Directions:
Turn the items into a numbered list, starting at the first line and ending at the line that contains "x=575, y=346". Include both ends, and leave out blank lines and the pictures.

Location labeling records
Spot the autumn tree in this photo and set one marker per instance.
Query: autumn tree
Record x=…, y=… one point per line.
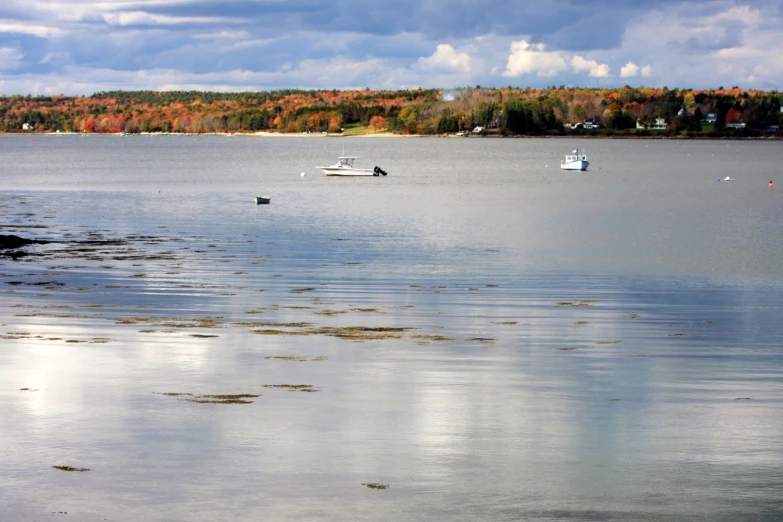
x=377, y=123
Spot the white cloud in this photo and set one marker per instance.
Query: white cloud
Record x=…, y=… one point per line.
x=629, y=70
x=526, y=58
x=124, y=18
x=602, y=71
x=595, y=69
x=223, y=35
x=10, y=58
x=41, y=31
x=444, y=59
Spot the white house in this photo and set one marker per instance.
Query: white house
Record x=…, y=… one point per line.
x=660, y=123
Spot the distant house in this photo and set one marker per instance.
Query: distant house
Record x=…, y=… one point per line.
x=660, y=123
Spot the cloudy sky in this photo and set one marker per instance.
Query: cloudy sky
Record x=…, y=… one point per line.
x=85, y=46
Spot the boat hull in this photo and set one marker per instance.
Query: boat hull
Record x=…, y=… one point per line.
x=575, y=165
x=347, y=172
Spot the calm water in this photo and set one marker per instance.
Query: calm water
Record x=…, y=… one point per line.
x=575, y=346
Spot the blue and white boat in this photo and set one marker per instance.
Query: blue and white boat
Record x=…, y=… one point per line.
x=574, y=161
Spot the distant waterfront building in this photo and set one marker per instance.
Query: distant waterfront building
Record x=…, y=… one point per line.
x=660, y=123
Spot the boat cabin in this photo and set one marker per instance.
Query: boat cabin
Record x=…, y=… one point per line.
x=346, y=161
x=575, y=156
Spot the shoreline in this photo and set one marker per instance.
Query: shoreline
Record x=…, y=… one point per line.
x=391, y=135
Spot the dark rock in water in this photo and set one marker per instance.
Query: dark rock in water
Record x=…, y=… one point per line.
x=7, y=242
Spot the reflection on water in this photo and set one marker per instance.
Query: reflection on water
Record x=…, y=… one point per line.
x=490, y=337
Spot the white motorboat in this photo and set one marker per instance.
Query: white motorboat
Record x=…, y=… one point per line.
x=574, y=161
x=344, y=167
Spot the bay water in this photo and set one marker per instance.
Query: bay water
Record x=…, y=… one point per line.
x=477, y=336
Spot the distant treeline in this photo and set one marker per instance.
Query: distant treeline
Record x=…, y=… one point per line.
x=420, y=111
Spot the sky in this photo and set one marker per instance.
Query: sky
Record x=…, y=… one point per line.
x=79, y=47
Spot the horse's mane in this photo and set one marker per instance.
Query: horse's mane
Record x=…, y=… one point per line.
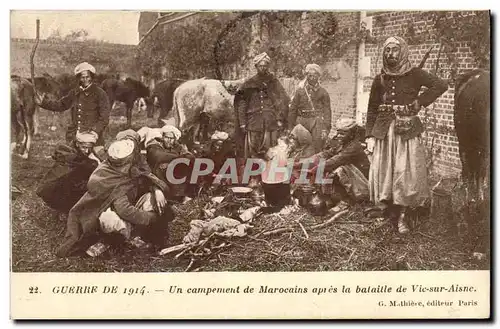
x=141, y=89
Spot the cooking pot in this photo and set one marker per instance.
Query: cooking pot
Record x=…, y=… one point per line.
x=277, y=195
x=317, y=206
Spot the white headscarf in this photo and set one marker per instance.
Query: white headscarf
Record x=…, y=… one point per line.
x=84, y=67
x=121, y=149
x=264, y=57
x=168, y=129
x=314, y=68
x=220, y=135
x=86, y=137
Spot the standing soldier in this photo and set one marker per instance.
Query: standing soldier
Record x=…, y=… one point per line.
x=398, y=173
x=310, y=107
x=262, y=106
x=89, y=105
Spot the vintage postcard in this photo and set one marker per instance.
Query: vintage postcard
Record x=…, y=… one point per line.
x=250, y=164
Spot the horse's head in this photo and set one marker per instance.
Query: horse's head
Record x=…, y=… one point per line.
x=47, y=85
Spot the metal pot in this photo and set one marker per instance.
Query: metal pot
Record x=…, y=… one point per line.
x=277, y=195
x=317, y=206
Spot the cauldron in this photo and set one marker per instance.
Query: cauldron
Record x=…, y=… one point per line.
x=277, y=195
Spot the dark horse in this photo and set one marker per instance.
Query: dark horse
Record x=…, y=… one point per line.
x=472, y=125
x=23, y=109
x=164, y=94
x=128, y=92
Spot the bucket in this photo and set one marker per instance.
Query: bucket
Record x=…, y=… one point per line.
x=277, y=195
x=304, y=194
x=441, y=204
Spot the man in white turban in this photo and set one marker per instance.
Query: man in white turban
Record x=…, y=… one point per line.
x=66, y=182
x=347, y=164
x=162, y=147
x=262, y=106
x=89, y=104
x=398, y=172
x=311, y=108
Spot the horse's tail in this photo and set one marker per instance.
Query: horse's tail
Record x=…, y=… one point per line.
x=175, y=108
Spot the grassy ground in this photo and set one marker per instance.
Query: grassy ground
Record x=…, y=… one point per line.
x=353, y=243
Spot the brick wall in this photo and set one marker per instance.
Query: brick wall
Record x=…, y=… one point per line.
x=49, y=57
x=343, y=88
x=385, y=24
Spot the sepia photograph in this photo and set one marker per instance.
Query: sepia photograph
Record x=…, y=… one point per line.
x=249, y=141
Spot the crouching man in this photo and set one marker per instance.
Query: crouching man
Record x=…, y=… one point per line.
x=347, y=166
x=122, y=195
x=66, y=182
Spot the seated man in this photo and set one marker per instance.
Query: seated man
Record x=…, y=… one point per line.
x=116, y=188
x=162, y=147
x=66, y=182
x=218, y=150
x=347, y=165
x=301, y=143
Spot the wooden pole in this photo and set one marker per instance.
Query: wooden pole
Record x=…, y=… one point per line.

Output of the task:
1. Spot the autumn tree in this photo and set one marker per instance.
2. Query: autumn tree
3. Record x=…, y=… one point per line.
4. x=377, y=123
5. Spot the white cloud in this photo and set one marker per instance.
6. Query: white cloud
7. Record x=…, y=… one point per line.
8. x=629, y=70
9. x=526, y=58
10. x=124, y=18
11. x=602, y=71
12. x=595, y=69
13. x=223, y=35
14. x=10, y=58
15. x=41, y=31
16. x=444, y=59
17. Spot the white house in this photo and set one marker per instance.
18. Query: white house
19. Record x=…, y=… one point per line.
20. x=660, y=123
21. Spot the distant house in this photo and set one marker per instance.
22. Query: distant house
23. Record x=…, y=… one point per line.
24. x=660, y=123
25. Spot the cloudy sky in this photo and set one marker per instance.
26. Query: cloudy sky
27. Record x=…, y=… one point per line.
28. x=85, y=46
29. Spot the boat hull in this photo and set one marker per instance.
30. Query: boat hull
31. Record x=…, y=… one point per line.
32. x=575, y=165
33. x=347, y=172
34. Spot the calm water in this photo and set one marker per instance.
35. Query: calm water
36. Record x=…, y=… one point per line.
37. x=575, y=346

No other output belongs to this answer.